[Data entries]
══════════════════════════════
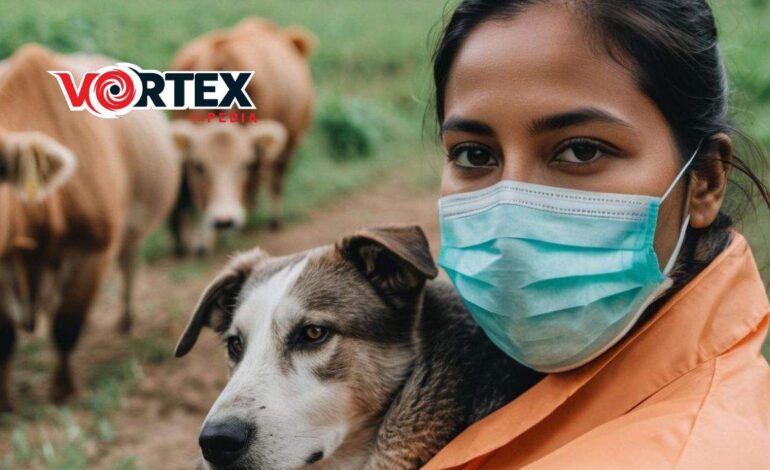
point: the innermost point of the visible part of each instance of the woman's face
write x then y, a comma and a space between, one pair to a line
535, 99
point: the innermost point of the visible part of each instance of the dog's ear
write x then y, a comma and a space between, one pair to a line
396, 260
216, 306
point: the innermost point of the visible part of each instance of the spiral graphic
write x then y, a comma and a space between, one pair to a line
114, 91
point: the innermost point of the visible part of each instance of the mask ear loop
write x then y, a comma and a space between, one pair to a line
686, 223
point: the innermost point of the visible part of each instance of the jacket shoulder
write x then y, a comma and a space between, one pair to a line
715, 416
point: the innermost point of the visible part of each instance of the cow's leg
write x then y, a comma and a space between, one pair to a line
127, 261
176, 225
7, 344
277, 176
78, 292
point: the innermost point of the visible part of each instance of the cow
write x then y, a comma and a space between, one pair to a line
76, 193
282, 90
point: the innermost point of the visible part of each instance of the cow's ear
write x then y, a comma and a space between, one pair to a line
182, 131
34, 164
396, 260
269, 139
303, 40
217, 305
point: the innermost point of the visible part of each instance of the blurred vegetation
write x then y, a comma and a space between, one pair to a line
372, 80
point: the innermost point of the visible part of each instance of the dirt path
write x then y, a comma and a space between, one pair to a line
158, 421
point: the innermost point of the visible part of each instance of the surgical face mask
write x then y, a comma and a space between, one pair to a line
554, 276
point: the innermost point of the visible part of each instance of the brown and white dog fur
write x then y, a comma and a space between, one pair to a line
223, 165
346, 356
281, 89
76, 191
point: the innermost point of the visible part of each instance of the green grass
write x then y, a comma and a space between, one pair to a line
371, 76
369, 70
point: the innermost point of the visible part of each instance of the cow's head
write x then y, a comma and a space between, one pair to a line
222, 166
34, 164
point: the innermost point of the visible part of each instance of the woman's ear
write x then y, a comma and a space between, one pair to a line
708, 182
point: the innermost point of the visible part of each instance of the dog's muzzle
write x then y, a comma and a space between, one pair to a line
224, 442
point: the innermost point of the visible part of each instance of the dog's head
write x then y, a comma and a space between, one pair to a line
318, 343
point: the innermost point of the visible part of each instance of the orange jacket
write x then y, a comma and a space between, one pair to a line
688, 389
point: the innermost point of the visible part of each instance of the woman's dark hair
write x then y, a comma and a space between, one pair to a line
670, 47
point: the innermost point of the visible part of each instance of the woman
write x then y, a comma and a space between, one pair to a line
588, 149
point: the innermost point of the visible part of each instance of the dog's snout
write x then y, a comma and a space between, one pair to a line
224, 224
224, 442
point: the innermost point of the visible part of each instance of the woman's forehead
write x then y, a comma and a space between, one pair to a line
543, 59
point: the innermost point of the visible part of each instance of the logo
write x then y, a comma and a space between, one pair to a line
118, 89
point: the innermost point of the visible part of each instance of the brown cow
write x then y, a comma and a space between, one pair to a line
75, 191
281, 89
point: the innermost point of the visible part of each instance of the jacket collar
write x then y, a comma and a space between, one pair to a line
725, 303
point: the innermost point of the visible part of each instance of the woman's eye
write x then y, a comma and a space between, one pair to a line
235, 348
473, 157
314, 334
580, 152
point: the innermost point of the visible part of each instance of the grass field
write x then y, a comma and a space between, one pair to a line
372, 76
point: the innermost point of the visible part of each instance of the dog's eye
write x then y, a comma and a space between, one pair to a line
315, 333
234, 348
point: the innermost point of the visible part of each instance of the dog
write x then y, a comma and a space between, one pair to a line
346, 356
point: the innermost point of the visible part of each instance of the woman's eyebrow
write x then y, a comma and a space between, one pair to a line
455, 123
573, 118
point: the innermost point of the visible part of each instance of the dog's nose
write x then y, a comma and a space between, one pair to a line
224, 224
222, 443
══════════════════════════════
### What is required
Lay out the material as a two-column CSV with the headers instruction and coordinates, starting at the line containing "the dog's nose" and ending at the end of the material. Put each field in quotes and turn its line breaks into spaces.

### Result for this task
instruction,coordinates
"point: the innermost point of the visible part of each instance of the dog's nose write x then y, a comma and a space between, one pair to a line","224, 224 222, 443"